» Stored dataset items
+ + + + +

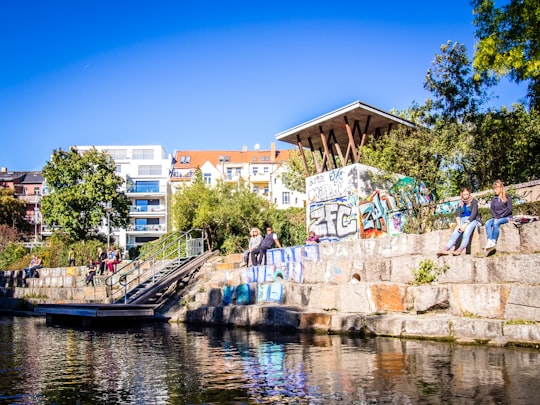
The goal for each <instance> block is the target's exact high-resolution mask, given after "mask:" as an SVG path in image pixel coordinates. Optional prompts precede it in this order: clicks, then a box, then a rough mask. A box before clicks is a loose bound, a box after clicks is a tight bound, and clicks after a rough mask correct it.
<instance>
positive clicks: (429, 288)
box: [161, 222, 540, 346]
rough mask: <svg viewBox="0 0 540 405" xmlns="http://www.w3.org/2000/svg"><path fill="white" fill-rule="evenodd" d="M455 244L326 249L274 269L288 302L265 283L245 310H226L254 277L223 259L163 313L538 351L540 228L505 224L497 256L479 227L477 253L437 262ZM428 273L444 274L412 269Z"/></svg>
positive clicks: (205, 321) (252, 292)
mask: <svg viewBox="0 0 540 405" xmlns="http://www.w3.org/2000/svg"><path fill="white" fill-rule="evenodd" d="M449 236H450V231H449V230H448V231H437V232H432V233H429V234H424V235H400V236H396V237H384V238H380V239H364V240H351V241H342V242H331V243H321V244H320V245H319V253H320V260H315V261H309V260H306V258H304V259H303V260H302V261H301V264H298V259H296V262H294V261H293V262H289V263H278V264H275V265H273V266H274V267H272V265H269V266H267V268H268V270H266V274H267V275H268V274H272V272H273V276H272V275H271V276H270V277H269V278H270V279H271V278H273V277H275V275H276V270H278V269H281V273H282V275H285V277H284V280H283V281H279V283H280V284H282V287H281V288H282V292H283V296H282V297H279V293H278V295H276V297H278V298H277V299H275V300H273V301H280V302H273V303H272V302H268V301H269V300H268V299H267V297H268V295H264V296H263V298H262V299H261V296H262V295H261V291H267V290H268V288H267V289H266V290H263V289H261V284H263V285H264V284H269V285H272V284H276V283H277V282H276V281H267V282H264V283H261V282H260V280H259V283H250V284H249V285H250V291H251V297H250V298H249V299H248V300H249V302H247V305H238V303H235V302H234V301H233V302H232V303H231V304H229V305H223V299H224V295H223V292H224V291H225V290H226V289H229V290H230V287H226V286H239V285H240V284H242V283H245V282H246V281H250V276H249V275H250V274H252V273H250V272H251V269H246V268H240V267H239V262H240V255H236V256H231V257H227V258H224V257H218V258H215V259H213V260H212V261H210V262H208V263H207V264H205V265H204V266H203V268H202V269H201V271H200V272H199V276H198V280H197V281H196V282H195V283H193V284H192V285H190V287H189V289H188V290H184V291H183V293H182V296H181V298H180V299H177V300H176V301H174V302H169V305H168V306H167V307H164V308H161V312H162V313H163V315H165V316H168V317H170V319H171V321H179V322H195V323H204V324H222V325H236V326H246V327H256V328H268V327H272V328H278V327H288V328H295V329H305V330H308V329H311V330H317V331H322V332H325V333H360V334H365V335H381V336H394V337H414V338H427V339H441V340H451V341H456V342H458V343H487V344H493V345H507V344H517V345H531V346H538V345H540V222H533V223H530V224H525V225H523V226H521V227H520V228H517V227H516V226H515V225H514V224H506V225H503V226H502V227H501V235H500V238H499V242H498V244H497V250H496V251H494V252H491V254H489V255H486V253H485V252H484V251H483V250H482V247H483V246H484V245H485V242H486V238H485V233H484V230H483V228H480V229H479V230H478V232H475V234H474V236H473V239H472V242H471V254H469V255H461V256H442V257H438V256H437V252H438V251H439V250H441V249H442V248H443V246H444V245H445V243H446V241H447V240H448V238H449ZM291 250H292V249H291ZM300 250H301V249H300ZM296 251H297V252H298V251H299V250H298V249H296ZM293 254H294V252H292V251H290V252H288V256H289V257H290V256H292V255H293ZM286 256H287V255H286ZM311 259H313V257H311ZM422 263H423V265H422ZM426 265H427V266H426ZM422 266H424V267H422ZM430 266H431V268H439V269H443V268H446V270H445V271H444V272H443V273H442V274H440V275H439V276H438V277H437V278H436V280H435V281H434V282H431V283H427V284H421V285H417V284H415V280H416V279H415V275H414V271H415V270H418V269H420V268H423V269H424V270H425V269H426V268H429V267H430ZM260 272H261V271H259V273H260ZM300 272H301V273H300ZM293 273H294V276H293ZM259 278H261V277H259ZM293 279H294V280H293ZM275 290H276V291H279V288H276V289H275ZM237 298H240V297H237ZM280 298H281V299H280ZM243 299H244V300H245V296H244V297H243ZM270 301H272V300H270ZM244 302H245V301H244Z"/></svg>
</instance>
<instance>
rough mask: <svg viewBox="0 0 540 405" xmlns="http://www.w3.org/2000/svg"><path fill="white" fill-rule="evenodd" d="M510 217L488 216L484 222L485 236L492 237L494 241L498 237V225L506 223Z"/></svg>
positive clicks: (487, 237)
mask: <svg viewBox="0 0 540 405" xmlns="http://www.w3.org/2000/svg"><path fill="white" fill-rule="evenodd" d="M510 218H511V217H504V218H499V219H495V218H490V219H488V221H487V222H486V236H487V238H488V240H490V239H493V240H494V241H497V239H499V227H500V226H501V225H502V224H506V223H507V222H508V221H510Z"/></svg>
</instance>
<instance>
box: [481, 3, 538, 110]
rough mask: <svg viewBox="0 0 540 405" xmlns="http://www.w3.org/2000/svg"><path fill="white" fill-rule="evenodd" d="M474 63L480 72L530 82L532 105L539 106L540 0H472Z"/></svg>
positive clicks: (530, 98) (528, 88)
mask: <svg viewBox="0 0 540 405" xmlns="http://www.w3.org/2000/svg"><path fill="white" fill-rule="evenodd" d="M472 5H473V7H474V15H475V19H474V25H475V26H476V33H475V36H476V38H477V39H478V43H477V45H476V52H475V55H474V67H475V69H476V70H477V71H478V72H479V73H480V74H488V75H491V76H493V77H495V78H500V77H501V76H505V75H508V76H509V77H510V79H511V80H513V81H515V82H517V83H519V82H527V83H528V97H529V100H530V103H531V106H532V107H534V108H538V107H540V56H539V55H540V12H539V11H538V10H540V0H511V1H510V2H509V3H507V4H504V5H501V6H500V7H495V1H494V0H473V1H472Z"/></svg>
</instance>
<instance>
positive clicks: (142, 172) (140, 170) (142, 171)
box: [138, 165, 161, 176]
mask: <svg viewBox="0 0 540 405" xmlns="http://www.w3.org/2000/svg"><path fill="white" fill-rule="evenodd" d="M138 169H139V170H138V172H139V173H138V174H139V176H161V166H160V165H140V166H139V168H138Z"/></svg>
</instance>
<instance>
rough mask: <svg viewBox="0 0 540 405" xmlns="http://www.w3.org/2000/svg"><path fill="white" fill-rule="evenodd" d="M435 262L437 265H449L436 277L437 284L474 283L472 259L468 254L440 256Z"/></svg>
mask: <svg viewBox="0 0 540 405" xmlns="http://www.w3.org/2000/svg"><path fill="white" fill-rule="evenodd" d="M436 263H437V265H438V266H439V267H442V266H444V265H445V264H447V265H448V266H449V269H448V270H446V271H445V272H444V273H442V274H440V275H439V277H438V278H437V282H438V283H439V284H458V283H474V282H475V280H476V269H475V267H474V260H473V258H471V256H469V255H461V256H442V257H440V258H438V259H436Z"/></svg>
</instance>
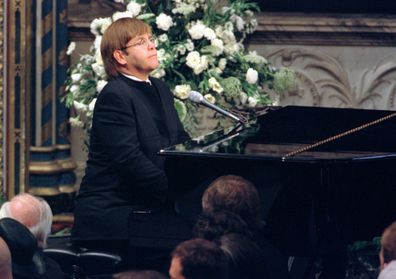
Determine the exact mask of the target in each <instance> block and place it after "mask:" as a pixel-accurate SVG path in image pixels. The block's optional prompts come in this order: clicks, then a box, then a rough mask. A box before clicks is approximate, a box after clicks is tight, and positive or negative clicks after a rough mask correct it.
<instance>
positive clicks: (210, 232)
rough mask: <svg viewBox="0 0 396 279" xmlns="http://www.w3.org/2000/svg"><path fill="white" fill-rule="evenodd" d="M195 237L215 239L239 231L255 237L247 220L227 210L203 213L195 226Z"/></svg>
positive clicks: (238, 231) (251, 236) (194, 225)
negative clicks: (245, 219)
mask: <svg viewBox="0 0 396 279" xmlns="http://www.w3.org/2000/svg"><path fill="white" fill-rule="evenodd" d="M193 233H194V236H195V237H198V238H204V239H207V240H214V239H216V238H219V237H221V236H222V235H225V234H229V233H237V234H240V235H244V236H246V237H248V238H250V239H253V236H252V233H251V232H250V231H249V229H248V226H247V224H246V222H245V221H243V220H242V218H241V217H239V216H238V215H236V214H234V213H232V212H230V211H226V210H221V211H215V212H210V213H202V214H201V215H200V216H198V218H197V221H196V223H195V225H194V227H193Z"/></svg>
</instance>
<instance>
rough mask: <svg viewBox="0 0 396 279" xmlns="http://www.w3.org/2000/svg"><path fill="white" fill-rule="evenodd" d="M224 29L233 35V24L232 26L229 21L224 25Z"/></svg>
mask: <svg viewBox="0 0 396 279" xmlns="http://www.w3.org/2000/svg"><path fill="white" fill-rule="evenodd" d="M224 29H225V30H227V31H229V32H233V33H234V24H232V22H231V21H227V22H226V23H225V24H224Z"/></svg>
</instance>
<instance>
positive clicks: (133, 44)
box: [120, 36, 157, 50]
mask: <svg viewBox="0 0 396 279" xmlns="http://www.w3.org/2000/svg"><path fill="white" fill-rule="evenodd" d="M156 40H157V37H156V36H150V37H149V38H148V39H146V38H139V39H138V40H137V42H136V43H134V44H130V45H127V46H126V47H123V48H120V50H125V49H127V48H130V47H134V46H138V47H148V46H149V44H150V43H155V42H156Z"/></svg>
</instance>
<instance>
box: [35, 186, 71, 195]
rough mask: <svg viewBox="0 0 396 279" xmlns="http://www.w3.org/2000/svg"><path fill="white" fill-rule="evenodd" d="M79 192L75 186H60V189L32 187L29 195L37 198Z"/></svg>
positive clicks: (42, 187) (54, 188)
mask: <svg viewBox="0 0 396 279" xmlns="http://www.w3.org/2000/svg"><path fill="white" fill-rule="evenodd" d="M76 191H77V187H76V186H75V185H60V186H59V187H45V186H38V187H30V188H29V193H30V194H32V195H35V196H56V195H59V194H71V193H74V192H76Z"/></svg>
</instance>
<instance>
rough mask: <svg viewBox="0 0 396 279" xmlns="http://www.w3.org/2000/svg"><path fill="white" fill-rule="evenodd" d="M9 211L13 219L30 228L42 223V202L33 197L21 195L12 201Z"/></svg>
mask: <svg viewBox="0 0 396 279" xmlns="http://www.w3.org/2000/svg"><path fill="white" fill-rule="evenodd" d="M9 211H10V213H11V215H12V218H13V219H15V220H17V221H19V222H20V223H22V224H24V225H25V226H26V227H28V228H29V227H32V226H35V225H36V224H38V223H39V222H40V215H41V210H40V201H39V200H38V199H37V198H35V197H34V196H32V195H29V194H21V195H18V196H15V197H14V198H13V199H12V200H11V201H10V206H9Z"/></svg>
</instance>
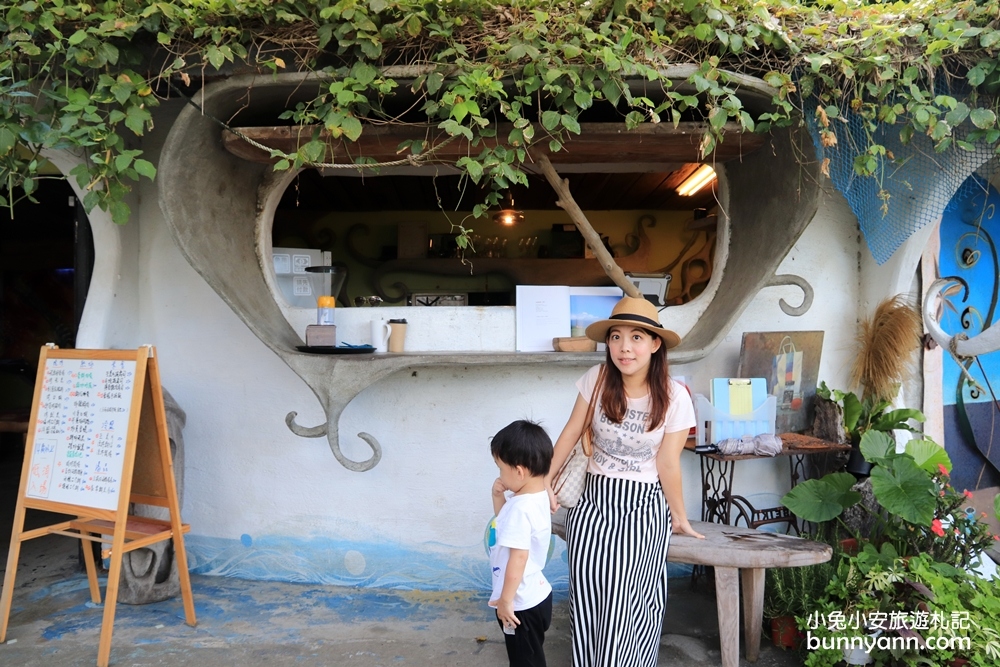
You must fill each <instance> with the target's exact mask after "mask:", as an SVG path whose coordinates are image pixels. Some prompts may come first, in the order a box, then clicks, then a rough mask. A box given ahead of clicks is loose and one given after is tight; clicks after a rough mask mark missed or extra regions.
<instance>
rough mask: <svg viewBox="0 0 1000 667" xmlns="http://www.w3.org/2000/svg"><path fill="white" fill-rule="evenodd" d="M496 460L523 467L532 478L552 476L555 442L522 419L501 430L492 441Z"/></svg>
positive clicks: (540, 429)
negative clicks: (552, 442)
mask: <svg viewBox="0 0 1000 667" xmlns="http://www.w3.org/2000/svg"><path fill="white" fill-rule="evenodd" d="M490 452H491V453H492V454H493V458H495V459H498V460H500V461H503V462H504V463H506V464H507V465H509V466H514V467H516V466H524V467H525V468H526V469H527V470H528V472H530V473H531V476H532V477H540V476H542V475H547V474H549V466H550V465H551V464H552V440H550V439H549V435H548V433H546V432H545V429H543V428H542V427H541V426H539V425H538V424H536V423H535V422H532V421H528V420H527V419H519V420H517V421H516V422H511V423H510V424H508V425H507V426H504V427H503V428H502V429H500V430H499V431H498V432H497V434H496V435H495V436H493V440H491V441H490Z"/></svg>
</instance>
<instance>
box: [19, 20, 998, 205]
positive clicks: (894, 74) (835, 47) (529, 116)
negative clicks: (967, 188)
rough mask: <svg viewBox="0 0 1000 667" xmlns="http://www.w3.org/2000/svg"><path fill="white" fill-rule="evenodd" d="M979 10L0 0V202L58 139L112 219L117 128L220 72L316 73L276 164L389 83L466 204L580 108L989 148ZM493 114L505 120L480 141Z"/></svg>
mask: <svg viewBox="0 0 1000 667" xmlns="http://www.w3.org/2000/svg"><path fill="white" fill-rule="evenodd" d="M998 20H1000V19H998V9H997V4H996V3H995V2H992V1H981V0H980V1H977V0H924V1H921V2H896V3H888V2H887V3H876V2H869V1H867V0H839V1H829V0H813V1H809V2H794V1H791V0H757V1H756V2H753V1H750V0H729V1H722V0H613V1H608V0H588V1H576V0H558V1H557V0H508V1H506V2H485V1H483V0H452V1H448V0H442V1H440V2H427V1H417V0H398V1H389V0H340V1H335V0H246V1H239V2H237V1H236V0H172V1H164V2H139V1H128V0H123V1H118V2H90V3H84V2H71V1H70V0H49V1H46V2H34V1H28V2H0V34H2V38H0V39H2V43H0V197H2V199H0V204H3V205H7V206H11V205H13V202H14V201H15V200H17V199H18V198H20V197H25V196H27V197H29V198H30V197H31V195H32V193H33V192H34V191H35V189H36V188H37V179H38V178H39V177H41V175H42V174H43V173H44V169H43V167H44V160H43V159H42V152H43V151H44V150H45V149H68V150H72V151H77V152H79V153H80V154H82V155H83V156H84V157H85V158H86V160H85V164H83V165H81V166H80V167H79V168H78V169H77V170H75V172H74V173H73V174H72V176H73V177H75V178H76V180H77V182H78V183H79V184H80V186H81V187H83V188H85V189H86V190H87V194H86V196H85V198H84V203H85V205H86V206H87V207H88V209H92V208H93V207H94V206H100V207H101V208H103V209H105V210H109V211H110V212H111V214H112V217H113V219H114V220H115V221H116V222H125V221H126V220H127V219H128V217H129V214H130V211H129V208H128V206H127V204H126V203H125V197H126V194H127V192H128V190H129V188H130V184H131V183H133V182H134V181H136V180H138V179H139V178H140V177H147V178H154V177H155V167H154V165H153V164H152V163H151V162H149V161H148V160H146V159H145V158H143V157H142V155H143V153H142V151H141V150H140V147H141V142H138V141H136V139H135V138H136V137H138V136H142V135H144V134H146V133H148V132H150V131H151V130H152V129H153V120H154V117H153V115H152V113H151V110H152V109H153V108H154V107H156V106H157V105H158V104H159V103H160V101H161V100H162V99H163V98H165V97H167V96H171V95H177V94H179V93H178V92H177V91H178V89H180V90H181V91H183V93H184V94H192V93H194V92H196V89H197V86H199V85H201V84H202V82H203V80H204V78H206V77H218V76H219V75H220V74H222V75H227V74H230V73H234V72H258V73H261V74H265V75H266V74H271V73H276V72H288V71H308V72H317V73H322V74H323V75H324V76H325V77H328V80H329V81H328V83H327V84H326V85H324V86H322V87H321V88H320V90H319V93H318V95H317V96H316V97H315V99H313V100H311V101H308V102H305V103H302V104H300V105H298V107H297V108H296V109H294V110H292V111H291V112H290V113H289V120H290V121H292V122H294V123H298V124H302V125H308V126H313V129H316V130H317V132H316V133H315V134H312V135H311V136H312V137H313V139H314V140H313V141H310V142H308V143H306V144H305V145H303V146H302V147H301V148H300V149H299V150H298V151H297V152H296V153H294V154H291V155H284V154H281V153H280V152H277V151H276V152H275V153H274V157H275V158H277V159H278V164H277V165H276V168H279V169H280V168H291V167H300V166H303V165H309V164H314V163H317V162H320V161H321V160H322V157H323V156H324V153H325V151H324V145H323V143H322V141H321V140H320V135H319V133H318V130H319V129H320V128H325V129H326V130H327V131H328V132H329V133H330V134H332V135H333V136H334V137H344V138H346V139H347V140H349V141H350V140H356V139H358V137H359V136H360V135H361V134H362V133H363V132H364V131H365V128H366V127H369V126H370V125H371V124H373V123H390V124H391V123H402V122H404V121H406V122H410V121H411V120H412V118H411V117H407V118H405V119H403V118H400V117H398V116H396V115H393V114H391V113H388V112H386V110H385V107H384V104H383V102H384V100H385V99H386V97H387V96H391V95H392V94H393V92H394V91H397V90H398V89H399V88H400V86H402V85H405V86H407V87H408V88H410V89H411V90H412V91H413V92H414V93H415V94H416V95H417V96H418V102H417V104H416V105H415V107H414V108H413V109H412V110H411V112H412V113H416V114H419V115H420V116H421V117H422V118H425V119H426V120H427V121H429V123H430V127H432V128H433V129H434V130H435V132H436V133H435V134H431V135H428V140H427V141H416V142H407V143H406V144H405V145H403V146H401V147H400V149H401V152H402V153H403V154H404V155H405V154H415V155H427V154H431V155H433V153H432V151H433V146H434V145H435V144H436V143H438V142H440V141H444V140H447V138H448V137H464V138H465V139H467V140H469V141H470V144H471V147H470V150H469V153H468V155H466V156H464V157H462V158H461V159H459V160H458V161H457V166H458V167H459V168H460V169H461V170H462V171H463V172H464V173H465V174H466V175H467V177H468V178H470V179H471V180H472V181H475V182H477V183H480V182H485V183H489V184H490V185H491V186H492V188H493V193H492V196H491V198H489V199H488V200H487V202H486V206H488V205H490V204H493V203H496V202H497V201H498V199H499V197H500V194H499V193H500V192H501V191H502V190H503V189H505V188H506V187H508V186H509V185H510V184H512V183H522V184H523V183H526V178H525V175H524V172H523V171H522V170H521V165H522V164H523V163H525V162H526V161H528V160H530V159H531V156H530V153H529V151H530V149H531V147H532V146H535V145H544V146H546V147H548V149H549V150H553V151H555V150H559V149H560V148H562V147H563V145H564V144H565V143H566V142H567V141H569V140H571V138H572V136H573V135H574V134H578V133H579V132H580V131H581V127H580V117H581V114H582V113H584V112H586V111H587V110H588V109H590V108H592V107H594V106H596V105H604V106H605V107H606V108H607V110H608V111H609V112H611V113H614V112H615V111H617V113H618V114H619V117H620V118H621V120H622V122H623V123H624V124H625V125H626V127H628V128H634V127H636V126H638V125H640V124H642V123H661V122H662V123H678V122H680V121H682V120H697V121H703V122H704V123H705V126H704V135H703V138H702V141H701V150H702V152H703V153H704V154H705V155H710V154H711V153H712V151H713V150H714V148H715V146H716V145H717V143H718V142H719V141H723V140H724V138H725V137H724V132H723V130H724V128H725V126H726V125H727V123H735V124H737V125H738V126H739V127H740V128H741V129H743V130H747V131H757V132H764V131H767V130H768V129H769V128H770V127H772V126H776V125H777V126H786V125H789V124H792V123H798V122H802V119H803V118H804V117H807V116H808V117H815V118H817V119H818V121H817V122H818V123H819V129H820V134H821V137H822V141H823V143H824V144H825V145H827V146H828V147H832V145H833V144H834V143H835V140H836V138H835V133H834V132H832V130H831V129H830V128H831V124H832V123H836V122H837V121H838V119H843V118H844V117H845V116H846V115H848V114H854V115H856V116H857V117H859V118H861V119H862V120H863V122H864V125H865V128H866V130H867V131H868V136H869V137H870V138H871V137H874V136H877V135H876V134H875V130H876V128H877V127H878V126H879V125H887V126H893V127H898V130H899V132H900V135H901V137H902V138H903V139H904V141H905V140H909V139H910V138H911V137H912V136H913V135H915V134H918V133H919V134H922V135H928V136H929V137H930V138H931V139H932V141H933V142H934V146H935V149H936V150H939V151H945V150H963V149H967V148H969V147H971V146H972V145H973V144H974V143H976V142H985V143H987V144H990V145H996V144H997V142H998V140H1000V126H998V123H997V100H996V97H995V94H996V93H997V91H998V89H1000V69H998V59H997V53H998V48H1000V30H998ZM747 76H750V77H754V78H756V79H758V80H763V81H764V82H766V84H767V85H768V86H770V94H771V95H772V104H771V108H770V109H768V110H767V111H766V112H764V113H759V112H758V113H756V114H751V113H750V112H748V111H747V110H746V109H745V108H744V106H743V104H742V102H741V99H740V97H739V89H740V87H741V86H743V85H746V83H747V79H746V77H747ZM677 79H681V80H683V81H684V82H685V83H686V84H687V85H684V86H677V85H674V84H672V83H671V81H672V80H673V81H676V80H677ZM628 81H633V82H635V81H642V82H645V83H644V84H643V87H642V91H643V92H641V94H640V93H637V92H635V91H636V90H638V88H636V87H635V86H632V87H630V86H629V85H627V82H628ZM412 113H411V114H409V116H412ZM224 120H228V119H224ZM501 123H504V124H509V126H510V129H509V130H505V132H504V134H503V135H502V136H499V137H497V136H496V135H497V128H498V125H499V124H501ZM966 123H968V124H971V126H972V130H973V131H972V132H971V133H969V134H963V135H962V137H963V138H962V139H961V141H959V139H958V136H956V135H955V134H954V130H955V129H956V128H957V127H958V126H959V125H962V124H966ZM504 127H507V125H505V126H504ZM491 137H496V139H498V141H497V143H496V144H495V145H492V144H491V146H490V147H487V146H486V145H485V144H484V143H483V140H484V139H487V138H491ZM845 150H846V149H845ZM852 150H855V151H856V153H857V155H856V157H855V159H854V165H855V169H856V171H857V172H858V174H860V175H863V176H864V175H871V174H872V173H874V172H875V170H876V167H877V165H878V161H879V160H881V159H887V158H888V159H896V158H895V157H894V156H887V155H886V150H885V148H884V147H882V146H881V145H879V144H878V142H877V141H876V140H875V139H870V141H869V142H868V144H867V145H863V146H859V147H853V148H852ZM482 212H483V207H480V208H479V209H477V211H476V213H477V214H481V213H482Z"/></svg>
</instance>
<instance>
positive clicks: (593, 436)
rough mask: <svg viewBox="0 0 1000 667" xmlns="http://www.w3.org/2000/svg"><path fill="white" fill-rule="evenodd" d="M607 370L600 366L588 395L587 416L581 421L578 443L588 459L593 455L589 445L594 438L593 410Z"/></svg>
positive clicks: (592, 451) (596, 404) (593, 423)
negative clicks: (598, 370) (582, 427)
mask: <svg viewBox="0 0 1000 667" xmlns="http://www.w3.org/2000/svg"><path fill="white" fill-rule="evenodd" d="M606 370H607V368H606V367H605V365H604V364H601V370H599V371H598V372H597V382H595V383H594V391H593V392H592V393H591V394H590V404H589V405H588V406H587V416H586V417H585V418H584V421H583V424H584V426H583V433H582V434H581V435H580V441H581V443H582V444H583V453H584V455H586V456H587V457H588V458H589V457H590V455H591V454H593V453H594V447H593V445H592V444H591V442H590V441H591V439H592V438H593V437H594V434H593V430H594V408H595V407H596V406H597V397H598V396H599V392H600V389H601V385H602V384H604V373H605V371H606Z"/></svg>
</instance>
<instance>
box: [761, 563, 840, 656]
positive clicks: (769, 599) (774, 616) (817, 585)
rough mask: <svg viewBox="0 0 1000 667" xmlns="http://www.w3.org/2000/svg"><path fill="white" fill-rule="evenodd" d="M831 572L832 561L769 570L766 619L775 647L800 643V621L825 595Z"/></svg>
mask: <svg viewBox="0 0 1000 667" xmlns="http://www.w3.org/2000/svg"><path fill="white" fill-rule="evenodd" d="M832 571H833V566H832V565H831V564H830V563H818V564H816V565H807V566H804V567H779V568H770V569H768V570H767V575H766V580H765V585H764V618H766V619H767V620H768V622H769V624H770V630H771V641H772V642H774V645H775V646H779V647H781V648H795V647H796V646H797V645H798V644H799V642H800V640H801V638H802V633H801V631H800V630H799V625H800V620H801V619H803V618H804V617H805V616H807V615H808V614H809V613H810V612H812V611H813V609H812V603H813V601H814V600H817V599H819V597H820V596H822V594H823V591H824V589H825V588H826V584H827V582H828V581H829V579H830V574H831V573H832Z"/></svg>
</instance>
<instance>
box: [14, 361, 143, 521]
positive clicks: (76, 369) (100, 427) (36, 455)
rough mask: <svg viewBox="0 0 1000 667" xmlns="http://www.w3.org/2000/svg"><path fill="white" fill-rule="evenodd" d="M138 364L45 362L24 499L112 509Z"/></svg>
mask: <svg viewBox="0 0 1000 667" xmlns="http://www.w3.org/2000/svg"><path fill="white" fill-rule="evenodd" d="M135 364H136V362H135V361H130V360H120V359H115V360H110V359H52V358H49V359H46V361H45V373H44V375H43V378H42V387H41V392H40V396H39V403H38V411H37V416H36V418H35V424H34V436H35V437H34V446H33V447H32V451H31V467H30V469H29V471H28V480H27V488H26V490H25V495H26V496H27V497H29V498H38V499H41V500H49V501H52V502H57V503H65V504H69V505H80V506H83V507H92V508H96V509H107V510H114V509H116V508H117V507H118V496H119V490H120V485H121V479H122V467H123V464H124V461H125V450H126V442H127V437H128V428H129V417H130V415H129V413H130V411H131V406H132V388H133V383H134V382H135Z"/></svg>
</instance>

+ + + + +

Filter the entries down to the lines that include the string "correct".

» RESPONSE
The goal for each <instance> block is the target's exact high-resolution mask, given after "mask:" as an SVG path in image pixel coordinates. Optional prompts precede it in this order: clicks, then a box, then a rough mask. A box before clicks is a loose bound, a box after clicks is a tight bound, and clicks after a rough mask correct it.
Determine the exact mask of the target in each <instance> block and place it after "mask:" as a pixel-accurate SVG path in image pixels. The block's optional prompts come in this order: clicks, then a box, then a rough mask. A box before clicks is approximate, a box after clicks is tight, and positive or negative clicks after a rough mask correct it.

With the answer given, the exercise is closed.